#### [Your objective]
Convert the rows below into a two-column CSV with the header columns "label_request" and "keypoint", one line per row, placing each request's text and its answer in a single quoted field with any line breaks replaced by spaces. Omit the pictures from the output.

····················

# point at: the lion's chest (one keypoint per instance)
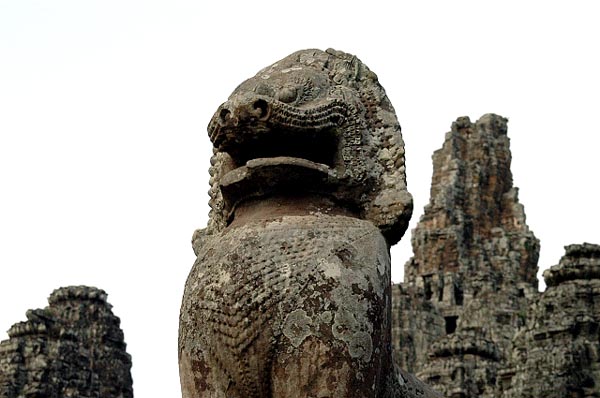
(247, 279)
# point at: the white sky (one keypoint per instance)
(104, 152)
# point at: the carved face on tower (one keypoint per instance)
(315, 122)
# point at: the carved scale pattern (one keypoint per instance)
(246, 281)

····················

#### [Solution to this problem]
label_request,keypoint
"# point at: the lion's chest (one keypoint per instance)","(247, 279)"
"# point at: the white sky (one keypoint per instance)","(104, 152)"
"# point at: the carved face on tower (one keypoint per instance)","(315, 122)"
"# point at: the carved scale pattern (one keypoint per instance)","(246, 281)"